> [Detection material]
%%
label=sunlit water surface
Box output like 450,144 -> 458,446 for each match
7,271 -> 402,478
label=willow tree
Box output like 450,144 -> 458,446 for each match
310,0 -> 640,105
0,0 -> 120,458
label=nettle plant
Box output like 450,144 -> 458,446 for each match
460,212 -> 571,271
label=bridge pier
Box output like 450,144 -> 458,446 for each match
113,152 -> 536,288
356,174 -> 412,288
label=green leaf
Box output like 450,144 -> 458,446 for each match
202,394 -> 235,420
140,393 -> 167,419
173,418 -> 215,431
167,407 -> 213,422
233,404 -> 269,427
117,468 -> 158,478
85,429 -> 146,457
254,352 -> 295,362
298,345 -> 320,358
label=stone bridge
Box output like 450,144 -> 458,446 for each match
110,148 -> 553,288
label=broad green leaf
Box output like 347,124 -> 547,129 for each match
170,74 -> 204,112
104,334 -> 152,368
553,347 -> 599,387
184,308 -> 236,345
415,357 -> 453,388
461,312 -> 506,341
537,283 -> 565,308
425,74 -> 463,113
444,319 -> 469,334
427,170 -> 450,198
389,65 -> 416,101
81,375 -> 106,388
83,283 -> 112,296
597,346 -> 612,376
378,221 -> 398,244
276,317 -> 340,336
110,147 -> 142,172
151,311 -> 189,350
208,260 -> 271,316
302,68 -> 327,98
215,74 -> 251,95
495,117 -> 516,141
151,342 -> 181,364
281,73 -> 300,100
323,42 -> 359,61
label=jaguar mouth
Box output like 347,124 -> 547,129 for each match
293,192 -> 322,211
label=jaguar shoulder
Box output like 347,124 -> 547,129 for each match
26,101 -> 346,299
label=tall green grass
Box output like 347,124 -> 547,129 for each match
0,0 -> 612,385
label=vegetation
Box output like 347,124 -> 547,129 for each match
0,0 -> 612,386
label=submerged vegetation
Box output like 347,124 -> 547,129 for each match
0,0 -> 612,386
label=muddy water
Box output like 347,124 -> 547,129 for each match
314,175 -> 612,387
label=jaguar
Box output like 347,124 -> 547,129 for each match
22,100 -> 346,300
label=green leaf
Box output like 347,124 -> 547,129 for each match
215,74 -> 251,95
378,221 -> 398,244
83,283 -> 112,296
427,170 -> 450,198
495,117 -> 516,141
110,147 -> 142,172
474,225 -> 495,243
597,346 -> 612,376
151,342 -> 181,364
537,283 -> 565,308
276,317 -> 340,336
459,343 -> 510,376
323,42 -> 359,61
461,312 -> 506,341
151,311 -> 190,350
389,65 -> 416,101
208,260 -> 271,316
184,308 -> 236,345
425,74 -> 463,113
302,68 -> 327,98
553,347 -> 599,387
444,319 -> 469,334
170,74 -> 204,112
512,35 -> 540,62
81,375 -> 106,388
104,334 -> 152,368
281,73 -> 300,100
%%
> [Problem details] Scale the part of the material above that opens at its first line and closes with the line containing "356,174 -> 412,288". Rewrite only those lines, requests included, multiplying every box coordinate in the answers by 1.8 and rounding to whole numbers with halves rounded up, while leaving the requests and their format samples unchanged.

> [Output for this task]
label=sunlit water surface
Box output like 450,144 -> 458,446 for each match
13,488 -> 724,860
label=willow tree
Box output like 450,144 -> 458,446 for each match
558,0 -> 1152,189
0,0 -> 216,824
label=nettle plant
Box output like 450,144 -> 458,446 for each match
828,382 -> 1028,488
label=bridge pier
Box output like 450,144 -> 458,446 for each match
203,274 -> 965,518
641,313 -> 742,518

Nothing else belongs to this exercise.